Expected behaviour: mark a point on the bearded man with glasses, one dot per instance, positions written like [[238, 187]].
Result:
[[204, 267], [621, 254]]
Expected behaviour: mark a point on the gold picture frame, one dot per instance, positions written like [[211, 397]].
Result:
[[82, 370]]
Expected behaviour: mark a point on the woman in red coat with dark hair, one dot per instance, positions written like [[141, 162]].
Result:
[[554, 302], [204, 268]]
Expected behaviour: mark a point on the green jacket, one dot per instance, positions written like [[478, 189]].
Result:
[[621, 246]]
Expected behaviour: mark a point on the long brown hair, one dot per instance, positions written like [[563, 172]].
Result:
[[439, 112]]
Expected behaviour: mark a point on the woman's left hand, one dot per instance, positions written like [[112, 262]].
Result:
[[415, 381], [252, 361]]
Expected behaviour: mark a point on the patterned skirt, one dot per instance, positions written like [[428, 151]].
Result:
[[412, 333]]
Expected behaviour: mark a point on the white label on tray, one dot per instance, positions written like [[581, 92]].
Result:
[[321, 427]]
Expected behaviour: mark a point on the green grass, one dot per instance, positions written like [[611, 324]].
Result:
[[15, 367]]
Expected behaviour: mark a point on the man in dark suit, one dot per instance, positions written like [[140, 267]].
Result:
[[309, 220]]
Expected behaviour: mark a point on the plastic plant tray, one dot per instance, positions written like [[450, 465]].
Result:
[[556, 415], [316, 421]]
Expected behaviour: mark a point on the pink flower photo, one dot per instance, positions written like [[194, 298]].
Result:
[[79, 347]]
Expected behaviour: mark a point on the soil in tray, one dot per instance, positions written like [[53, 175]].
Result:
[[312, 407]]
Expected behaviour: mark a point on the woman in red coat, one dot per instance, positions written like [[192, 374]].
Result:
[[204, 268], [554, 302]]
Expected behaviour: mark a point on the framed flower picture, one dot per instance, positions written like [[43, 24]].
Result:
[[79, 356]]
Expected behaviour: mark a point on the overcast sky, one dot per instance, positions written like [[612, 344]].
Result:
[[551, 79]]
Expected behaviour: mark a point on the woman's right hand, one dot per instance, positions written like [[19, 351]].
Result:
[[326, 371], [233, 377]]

(Given problem) Begin with the line that contains "Expected behaviour: mark a point on the long" and set down each line exactly until the records above end, including the final line.

(Solution to the problem)
Expected behaviour: mark a point on the long brown hair, one dot per instance, positions written like [[563, 172]].
Result:
[[439, 112]]
Expected behaviour: mark a point on the woman's left hand, one dot per instance, positions written like [[112, 262]].
Result:
[[415, 381], [252, 361]]
Expected behaviour: mark a point on the patterned skirt, one dot per instance, positions written like [[428, 151]].
Result:
[[412, 333]]
Expected behaviour: mark a point on the white label on tray, one dot per instance, positions written like [[581, 92]].
Result:
[[321, 427]]
Expected behaviour: mark a point on the green grass, one dot per instance, positions written like [[611, 324]].
Result:
[[15, 367]]
Expected behaviour: mark a point on the man in dark suit, one dot per instance, positions written like [[140, 267]].
Result:
[[309, 220]]
Expected behaviour: mark a point on the plastic plant tray, one dot per instance, positions written like [[450, 465]].
Result:
[[556, 415], [316, 421]]
Expected behaviour: mark a point on the pink flower photo, one dot per instance, positions written like [[194, 298]].
Result:
[[79, 347]]
Expected behaviour: mark a point on the soil in tray, one dot per instance, positions written like [[53, 175]].
Result:
[[312, 407]]
Expected behaviour: mark a point on the woman in red coat, one dot per instance, positions written like [[192, 374]].
Result:
[[204, 268], [554, 302]]
Expected behaviour: mark a point on the framed flower picture, one dot per instance, positions written like [[43, 24]].
Result:
[[79, 356]]
Expected behaviour: mark a point on the overcast sky, one dot per instance, positions written like [[612, 344]].
Result:
[[551, 79]]
Expected behaviour: mark a point on the woman's right hand, one dot per instance, positions written like [[19, 351]].
Result:
[[326, 371], [233, 377]]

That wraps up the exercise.